:: Problem details ::
All of the records below should be retyped exactly, with no pictures included.

:: Records to use ::
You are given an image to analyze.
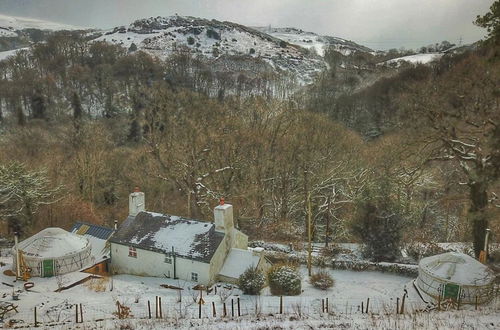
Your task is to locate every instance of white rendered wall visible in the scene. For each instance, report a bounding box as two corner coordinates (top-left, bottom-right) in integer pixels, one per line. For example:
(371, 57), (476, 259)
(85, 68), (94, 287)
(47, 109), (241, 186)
(110, 243), (211, 284)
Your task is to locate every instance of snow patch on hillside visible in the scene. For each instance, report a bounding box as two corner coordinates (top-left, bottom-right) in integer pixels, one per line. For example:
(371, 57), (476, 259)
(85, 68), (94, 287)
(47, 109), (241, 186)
(383, 53), (443, 66)
(0, 47), (29, 61)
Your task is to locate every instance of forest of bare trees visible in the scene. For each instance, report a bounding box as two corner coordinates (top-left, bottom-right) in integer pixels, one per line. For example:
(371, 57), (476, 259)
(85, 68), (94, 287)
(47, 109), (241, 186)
(0, 5), (499, 261)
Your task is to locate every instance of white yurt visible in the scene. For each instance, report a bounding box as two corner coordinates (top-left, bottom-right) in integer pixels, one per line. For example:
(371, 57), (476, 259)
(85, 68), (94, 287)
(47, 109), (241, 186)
(416, 252), (496, 304)
(13, 228), (92, 277)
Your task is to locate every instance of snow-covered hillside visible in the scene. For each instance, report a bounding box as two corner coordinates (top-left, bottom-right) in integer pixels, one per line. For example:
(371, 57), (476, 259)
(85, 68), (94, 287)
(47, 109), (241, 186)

:: Result for this exercise ::
You are given an image to analyze.
Your task is to locate every instance of white rendered wall visible in the scene. For each instance, report a bounding box as two corner coordinates (top-left, bottom-right) in integer pixels, one per line. For example:
(371, 57), (476, 259)
(85, 68), (94, 287)
(47, 109), (241, 186)
(110, 243), (211, 284)
Your task is to locate every instance of snow patch on hillside visible in the scene. For each instance, report a bounding box as two corner coordinates (top-left, bottom-right) in integer pixels, one per line. For example:
(371, 57), (476, 259)
(85, 68), (94, 287)
(47, 109), (241, 186)
(383, 53), (443, 66)
(0, 47), (29, 61)
Your task is to locate every instance of forest of bare trees visible in the scene. For each instance, report a bounding box as two corner coordinates (top-left, bottom-right) in integer pixels, one per line. For example:
(371, 57), (476, 259)
(85, 68), (94, 287)
(47, 109), (241, 186)
(0, 5), (499, 261)
Your task is to locate every instance of white yurt visible in the scene. For each instance, report a bounding box as two corner coordinates (top-left, bottom-right) in integer pixels, one per line. For example:
(371, 57), (476, 259)
(85, 68), (94, 287)
(47, 109), (241, 186)
(416, 252), (496, 304)
(13, 228), (92, 277)
Your task is to locate every instance of snow-covered hillside visible in the scene. For each instance, report a bounding box as two corner coordinates (top-left, bottom-right) in integer pixels, one per line. For example:
(371, 57), (476, 259)
(85, 68), (94, 287)
(47, 109), (241, 186)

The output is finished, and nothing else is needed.